DATA RECORDS section start

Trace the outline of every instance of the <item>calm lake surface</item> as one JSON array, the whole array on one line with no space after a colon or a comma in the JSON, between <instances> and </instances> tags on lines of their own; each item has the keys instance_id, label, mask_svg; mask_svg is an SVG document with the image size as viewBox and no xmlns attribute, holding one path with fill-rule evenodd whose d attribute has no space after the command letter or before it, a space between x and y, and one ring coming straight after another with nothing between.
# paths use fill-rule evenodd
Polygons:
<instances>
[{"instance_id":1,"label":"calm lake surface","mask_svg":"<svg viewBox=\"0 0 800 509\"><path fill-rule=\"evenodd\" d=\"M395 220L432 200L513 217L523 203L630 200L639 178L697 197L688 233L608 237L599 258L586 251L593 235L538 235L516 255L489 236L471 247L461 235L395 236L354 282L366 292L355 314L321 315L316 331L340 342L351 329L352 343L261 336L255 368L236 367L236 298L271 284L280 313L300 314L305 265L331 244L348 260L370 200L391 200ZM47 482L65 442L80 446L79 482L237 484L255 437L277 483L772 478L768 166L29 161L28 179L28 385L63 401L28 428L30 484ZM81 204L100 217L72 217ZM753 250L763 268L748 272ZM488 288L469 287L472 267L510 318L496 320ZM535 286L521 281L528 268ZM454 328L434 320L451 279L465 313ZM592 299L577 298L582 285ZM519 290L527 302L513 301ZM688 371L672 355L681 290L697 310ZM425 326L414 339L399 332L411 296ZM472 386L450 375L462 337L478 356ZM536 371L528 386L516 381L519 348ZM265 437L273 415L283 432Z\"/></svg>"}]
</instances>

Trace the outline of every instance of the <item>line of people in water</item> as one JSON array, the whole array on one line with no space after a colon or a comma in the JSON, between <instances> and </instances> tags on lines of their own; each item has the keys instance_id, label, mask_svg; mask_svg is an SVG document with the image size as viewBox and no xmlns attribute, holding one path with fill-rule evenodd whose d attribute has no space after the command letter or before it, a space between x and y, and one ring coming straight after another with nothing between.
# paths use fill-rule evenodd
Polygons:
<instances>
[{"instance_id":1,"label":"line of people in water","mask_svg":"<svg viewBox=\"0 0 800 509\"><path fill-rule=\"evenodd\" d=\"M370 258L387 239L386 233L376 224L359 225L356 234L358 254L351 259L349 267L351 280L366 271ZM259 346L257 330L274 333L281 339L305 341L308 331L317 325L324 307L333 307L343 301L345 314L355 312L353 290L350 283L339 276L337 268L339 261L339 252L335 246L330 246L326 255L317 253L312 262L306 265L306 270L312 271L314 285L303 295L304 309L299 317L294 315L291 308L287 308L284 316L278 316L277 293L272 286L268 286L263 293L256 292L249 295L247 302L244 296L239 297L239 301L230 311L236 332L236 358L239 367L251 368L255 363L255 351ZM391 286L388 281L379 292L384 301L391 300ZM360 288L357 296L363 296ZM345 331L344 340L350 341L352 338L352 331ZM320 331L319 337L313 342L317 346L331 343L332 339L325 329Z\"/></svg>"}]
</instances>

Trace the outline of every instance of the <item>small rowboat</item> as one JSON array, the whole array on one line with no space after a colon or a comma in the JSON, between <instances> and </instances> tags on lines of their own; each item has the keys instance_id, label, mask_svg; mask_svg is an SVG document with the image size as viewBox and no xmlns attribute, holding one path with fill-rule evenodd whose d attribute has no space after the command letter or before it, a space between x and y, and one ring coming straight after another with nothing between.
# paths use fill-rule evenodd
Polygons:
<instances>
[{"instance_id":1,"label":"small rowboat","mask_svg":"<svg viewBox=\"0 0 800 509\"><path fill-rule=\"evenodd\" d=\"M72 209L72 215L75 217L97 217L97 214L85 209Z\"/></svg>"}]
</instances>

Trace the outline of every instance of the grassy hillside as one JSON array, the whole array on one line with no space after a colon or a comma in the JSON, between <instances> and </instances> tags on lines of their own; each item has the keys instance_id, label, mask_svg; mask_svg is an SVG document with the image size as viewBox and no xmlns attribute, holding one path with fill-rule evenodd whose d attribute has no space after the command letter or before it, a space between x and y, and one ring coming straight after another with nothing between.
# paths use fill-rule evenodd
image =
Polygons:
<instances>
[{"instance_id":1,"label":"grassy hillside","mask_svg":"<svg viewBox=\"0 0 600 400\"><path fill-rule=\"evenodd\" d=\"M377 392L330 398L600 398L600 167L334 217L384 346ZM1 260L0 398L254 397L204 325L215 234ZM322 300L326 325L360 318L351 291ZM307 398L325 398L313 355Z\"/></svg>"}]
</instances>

DATA RECORDS section end

_TASK BRIEF:_ Above are the records; reproduce all of them exactly.

_ANSWER TO THE PROBLEM:_
Trace the outline of every instance of the <item>calm lake surface</item> as one JSON array, the whole array on one line with no space after a colon or a comma in the JSON, between <instances> and </instances> tags on lines of their own; each item has the keys instance_id, label, mask_svg; mask_svg is an SVG document with the image size as viewBox and no xmlns attribute, holding one path with fill-rule evenodd whose d attribute has no space after the command letter or before it, a space between x and y, and one ring coming straight after another with nothing between.
# paths use fill-rule evenodd
Polygons:
<instances>
[{"instance_id":1,"label":"calm lake surface","mask_svg":"<svg viewBox=\"0 0 800 509\"><path fill-rule=\"evenodd\" d=\"M395 220L432 200L513 217L523 203L630 200L639 178L697 197L688 233L608 237L599 258L586 251L593 235L538 235L516 255L489 236L471 247L461 235L395 236L354 282L366 292L355 314L321 315L316 331L340 342L351 329L352 343L261 336L255 368L236 367L236 298L271 284L280 313L300 314L305 265L331 244L348 260L370 200L391 200ZM47 482L65 442L80 446L79 482L237 484L255 437L277 483L772 478L768 166L29 161L28 179L28 385L63 401L28 428L30 484ZM81 204L100 217L72 217ZM753 250L763 268L748 272ZM488 288L469 287L472 267L510 318L496 320ZM535 286L521 281L528 268ZM454 328L434 320L451 279L465 313ZM592 299L577 298L582 285ZM519 290L527 302L513 301ZM688 371L672 355L681 290L697 310ZM425 326L414 339L399 332L411 296ZM472 386L450 375L462 337L478 356ZM536 371L528 386L516 381L519 348ZM265 437L273 415L283 432Z\"/></svg>"}]
</instances>

Trace the outline of every instance of the <item>line of people in water</item> as one JSON array, the whole array on one line with no space after a colon or a comma in the JSON, between <instances> and </instances> tags on lines of their own; each item has the keys instance_id, label, mask_svg; mask_svg is an SVG document with the image size as viewBox and no xmlns attribute, holding one path with fill-rule evenodd whose d attribute has no space after the command letter or before it, a space between x and y, and one ring coming straight after another with nothing between.
# paths use fill-rule evenodd
Polygons:
<instances>
[{"instance_id":1,"label":"line of people in water","mask_svg":"<svg viewBox=\"0 0 800 509\"><path fill-rule=\"evenodd\" d=\"M370 258L387 239L386 233L376 224L359 225L356 234L358 254L351 259L349 267L351 280L366 271ZM259 346L257 330L274 333L281 339L305 341L308 331L317 325L324 307L333 307L343 301L345 314L355 312L353 290L350 283L339 276L337 268L339 261L339 252L335 246L330 246L326 255L317 253L312 262L306 265L306 270L312 271L314 285L303 295L304 309L299 317L294 315L291 308L287 308L284 316L278 316L277 293L272 286L268 286L263 293L256 292L249 295L247 302L244 296L239 297L239 301L230 311L236 332L236 358L239 367L251 368L255 363L255 351ZM391 286L388 281L379 292L384 301L391 300ZM360 288L357 296L363 296ZM345 331L344 340L350 341L352 338L352 331ZM320 331L319 337L313 342L317 346L331 343L332 339L325 329Z\"/></svg>"}]
</instances>

Trace the outline of every instance of the <item>small rowboat</item> as one JSON array, the whole array on one line with no space after a colon or a comma in the JSON, between <instances> and </instances> tags on lines of their own; each item has the keys instance_id, label, mask_svg; mask_svg is an SVG document with the image size as viewBox and no xmlns attribute, holding one path with fill-rule evenodd whose d attribute has no space after the command letter or before it, a space between x and y, and one ring coming straight after another with nothing between.
# paths use fill-rule evenodd
Polygons:
<instances>
[{"instance_id":1,"label":"small rowboat","mask_svg":"<svg viewBox=\"0 0 800 509\"><path fill-rule=\"evenodd\" d=\"M72 209L72 215L75 217L97 217L97 214L85 209Z\"/></svg>"}]
</instances>

Trace the outline of every instance of the grassy hillside as one JSON array, the whole array on one line with no space after a colon or a comma in the JSON, between <instances> and </instances> tags on lines of their own; each item has the keys instance_id, label, mask_svg; mask_svg is an SVG document with the image size as viewBox and no xmlns attribute, holding one path with fill-rule evenodd whose d attribute has no space after the command letter or before it, a space between x and y, and one ring coming straight after another with nothing between.
# paths use fill-rule evenodd
image =
Polygons:
<instances>
[{"instance_id":1,"label":"grassy hillside","mask_svg":"<svg viewBox=\"0 0 600 400\"><path fill-rule=\"evenodd\" d=\"M377 392L330 398L600 398L600 167L334 217L384 346ZM1 260L0 398L254 397L204 325L215 234ZM322 300L326 325L360 318L351 291ZM307 398L325 398L313 355Z\"/></svg>"}]
</instances>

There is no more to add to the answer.